▸ Texto de leitura:
AM – AMODE está vocacionada para a condução de projectos de educação cívica dos cidadãos, sobre democracia e desenvolvimento, difusão dos Direitos Humanos, Observatório Eleitoral, além de debates públicos de interesse local e nacional. Tem levado a cabo, com alguma regularidade, programas de promoção da cidadania activa e de participação na governação local.

Coordena as actividades do Pespsa (Network for Democratic Participation in Southem Africa), trabalhando com parceiros nesta actividade que promove a ligação entre os media, líderes locais e organizações da sociedade civil. Em coligação com o Centro de Integridade Pública (CIP), Grupo Moçambicano da Dívida (GMD) e Liga dos Direitos Humanos (LDH), a AMODE iniciou em 2007 um projecto de monitoria da governação local nos distritos e autarquias.

A médio e longo prazo, a nossa organização pretende criar centros cívicos e de documentação para a promoção do acesso à informação e a criação e gestão de jornais de parede possibilitando aos cidadãos, nas suas povoações, a aquisição de mais informação.

@Verdade – Que tipo de cidadãos se pretende atingir?

AM – De princípio, queremos cidadãos dignos, activos e aqueles que conhecem os seus direitos e deveres, mas que não violem a Constituição da República e as normas de convivência social.

@Verdade – Quais são os projectos em funcionamento?

AM – Desde o ano de 2011 estamos a trabalhar com o projecto “Participação Cidadã, Caminhos e Prática para uma Sociedade mais Inclusiva”. Este projecto está a funcionar em três províncias, nomeadamente Inhambane, Nampula e Niassa. Na província de Nampula, trabalhamos em três distritos, nomeadamente Angoche, Meconta e Malema. Em Niassa, estamos em Lichinga, Lago e Marrupa, e em Inhambane temos trabalhado em Maxixe e em outros dois distritos.

Este é um projecto-piloto que estamos a tentar implementar, o que se pretende é que este projecto permita a participação do cidadão na governação local. Os cidadãos devem ter conhecimento sobre o que os Conselhos Consultivos e as Assembleias Municipais planificaram para depois exigirem. Até ao cidadão das zonas mais recônditas deve saber o que o governo distrital vai fazer; a título de exemplo, quantos poços, construção de salas de aula, construção de casas dos professores, reabilitação das vias de acesso devem fazer parte das exigências das populações.

E, como resultado disso, vamos fazendo a monitoria da participação cidadã na governação daí que fomos aos distritos de Malema e Angoche, onde encontrámos furos de água nos quais, ao aprofundar os furos, não encontrávamos o nível freático dos lençóis de água, e exigimos ao governo que resolvesse o problema e isso aconteceu, é isso que queremos que a população saiba: exigir até ao final do projecto.

@Verdade – Como é que olha para a questão da cidadania em Moçambique?

AM – Nós temos a Constituição da República, a lei eleitoral e outras leis que dizem respeito à população, porém, se você perguntar a um elemento da população, ele certamente dirá que desconhece as leis. A culpa é do Estado que não cria espaços para a divulgação da mesma, mas também quero aqui dizer que não é tarefa do Estado a divulgação das leis, porque a tarefa do Estado é publicar no Boletim da República.

▸ Excerto de dados:
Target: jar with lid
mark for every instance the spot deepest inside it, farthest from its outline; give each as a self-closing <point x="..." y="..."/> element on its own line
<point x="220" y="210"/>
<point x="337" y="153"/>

▸ Instruções de trabalho:
[1] Reproduza palavra por palavra o trecho do texto sobre a AMODE que vai de “AM – AMODE está” até “distritos e autarquias.”.
[2] Segundo o texto sobre a AMODE, com que organizações se coligou a AMODE para iniciar, em 2007, o projeto de monitoria da governação local? Indique todas.
A listagem não tem qualquer relação com o texto sobre a AMODE.

▸ Respostas por tarefa:
[1]
AM – AMODE está vocacionada para a condução de projectos de educação cívica dos cidadãos, sobre democracia e desenvolvimento, difusão dos Direitos Humanos, Observatório Eleitoral, além de debates públicos de interesse local e nacional. Tem levado a cabo, com alguma regularidade, programas de promoção da cidadania activa e de participação na governação local.

Coordena as actividades do Pespsa (Network for Democratic Participation in Southem Africa), trabalhando com parceiros nesta actividade que promove a ligação entre os media, líderes locais e organizações da sociedade civil. Em coligação com o Centro de Integridade Pública (CIP), Grupo Moçambicano da Dívida (GMD) e Liga dos Direitos Humanos (LDH), a AMODE iniciou em 2007 um projecto de monitoria da governação local nos distritos e autarquias.

[2] Centro de Integridade Pública (CIP); Grupo Moçambicano da Dívida (GMD); Liga dos Direitos Humanos (LDH).